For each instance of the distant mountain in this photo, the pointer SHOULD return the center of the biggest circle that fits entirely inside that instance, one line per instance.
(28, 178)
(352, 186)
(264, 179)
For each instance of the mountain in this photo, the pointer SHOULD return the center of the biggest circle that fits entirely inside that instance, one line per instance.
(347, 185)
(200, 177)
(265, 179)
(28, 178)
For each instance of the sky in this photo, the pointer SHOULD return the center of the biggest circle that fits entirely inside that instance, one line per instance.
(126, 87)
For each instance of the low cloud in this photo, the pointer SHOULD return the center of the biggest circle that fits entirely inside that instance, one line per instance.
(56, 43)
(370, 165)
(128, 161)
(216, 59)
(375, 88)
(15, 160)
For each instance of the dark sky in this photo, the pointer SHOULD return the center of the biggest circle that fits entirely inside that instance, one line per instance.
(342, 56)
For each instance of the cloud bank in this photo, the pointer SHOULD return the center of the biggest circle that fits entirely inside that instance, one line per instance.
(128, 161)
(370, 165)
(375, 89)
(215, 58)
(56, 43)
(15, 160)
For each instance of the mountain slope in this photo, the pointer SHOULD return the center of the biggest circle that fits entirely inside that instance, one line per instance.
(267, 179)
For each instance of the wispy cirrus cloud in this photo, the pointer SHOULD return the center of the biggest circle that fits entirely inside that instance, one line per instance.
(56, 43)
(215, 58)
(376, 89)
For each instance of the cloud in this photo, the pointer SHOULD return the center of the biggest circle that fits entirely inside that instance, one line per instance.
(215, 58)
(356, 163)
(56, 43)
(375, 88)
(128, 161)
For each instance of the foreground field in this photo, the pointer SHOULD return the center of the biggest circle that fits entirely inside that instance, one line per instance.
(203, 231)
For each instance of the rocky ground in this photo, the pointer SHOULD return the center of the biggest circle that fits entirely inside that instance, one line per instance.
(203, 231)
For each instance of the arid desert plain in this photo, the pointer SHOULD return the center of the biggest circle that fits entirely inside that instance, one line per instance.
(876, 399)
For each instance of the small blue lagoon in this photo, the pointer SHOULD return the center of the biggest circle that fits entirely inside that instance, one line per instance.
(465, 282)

*TRY IT*. The whole listing above should be copied out exactly.

*WRITTEN REPLY*.
For each instance of the distant mountain in this photo, the pointer SHOULD return the center of the biggest circle that fits entirely inside that instance, one line per instance.
(28, 178)
(352, 186)
(264, 179)
For each instance of the mountain in this photo, the pointer SHOULD return the center of the biggest circle that fits entirely inside that instance, one line per instance.
(347, 185)
(200, 177)
(265, 179)
(28, 178)
For each instance of the sky in this photo, the pointer SHOULD return the center of the biggest circle that fits entirely inside that instance, one line per instance.
(126, 87)
For each instance of the low cloud in this photo, the pointer SHOULD return the center of the biggest circle that fits entirely inside that instance, one line per instance.
(56, 43)
(370, 165)
(128, 161)
(216, 59)
(375, 88)
(15, 160)
For each instance of the dark sky in this photo, the pointer SHOULD return the center of the biggest circle that fits entirely inside that instance, one line per instance.
(342, 56)
For each instance of the cloud bank in this photo, the pointer SHOULD return the center of the biggest circle that fits entirely inside that instance, one line per instance.
(128, 161)
(370, 165)
(375, 89)
(215, 58)
(56, 43)
(15, 160)
For each instance of the mountain slope in this photo, the pointer SHOULD return the center of the biggest circle that fits entirely inside that instance, one line per instance.
(267, 179)
For each instance of the wispy cirrus cloud in this photo, the pointer SHOULD return the center of the biggest circle that fits entirely inside that instance, one line per instance.
(56, 43)
(215, 58)
(376, 89)
For each instance of the cloud in this photo, the pointer SHOULD return the center of the biggest circle that fits entirely inside that instance, one line per instance.
(215, 58)
(356, 163)
(56, 43)
(375, 88)
(128, 161)
For each instance of the foreground field in this photo, the pointer SHOULD return the center of the biggest circle that fits entirely inside that instance, one line per instance.
(203, 231)
For each instance of the rocky ground in this photo, the pointer SHOULD return the center of the biggest circle that fits entirely inside that instance, one line per instance.
(203, 231)
For each instance of the arid desert plain in this photo, the pointer SHOULD return the center of the biggest circle that fits entirely inside that instance, one line per instance.
(876, 399)
For each instance of the small blue lagoon in this photo, the pointer SHOULD return the center of the biggest circle that fits entirely inside that instance, one line per instance.
(465, 282)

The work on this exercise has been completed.